All that is needed is each line of the entries holding the word "canopy", copied as it stands.

::::::::::

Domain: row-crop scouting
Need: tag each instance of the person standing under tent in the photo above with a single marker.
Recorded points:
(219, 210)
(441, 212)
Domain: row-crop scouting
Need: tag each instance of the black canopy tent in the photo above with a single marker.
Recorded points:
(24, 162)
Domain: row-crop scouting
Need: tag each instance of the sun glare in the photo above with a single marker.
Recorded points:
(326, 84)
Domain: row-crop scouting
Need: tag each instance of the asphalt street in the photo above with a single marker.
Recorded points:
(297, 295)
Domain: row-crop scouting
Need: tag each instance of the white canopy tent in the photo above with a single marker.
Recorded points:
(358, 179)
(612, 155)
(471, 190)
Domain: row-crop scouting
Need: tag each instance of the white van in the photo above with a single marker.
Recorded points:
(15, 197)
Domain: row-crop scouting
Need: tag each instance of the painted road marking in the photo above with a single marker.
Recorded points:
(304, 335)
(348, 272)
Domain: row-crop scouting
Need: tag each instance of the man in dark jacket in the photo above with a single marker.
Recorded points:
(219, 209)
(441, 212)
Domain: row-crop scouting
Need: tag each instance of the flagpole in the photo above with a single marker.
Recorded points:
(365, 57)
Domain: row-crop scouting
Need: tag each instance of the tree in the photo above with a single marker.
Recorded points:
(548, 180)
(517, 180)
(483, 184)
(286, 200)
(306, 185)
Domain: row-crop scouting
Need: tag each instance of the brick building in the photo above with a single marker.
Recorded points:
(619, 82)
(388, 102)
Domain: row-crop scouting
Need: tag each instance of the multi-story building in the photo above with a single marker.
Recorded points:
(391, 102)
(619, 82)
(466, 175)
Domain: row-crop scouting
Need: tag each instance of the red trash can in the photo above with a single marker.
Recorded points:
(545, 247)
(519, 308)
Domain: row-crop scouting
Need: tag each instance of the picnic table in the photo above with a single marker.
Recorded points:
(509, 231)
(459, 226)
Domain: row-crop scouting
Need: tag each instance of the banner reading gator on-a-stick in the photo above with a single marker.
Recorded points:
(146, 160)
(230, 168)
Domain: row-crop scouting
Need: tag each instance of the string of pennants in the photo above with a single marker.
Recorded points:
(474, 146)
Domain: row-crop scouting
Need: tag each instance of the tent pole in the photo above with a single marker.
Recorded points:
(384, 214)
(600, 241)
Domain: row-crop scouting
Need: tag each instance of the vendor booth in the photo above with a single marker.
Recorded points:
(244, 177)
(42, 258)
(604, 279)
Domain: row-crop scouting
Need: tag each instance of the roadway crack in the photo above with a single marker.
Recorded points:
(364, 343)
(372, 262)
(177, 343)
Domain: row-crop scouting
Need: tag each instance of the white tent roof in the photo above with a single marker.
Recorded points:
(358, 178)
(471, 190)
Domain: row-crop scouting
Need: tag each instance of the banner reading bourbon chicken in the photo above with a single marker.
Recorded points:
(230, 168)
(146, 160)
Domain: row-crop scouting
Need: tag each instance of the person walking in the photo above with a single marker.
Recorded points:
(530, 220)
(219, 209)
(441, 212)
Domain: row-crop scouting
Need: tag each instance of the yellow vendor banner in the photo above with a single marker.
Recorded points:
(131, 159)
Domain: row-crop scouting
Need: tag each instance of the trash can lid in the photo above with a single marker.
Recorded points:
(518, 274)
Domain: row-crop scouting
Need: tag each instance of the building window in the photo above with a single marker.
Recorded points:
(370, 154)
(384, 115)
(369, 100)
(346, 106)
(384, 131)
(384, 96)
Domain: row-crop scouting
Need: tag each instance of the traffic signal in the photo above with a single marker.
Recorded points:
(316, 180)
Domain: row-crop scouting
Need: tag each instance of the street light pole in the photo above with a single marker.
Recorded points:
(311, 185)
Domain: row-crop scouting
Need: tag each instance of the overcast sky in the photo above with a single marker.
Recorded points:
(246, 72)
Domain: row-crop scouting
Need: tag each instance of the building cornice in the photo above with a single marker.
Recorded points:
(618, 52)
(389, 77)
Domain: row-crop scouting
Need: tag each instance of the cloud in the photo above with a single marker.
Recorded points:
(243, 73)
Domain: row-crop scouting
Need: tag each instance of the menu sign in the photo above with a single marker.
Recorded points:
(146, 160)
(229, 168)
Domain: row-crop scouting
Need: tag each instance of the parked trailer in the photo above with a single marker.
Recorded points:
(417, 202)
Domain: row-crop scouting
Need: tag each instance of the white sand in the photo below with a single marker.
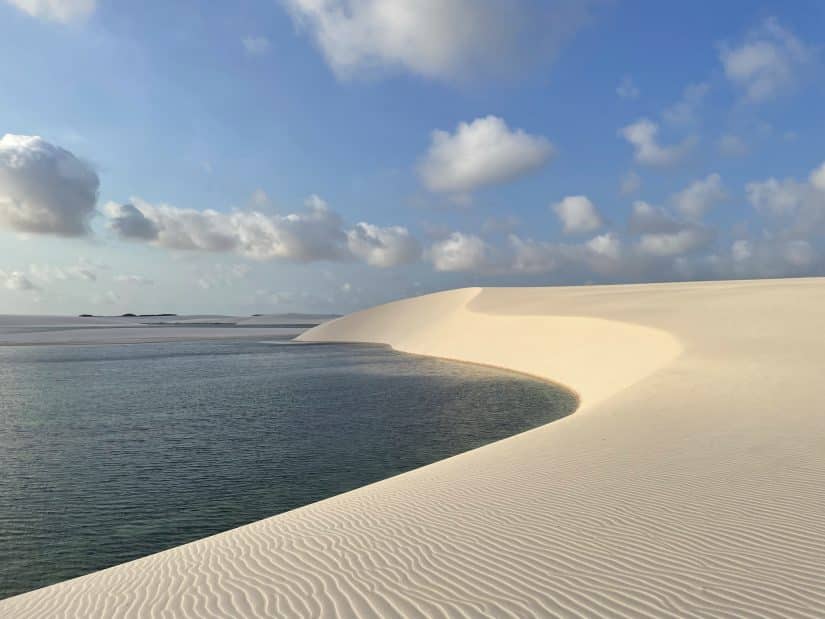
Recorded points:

::::::::::

_Response:_
Need: tag each instance of the black canopy tent in the photo above with a single marker.
Need: tag each instance of the white canopy tent in the photo above with a single marker.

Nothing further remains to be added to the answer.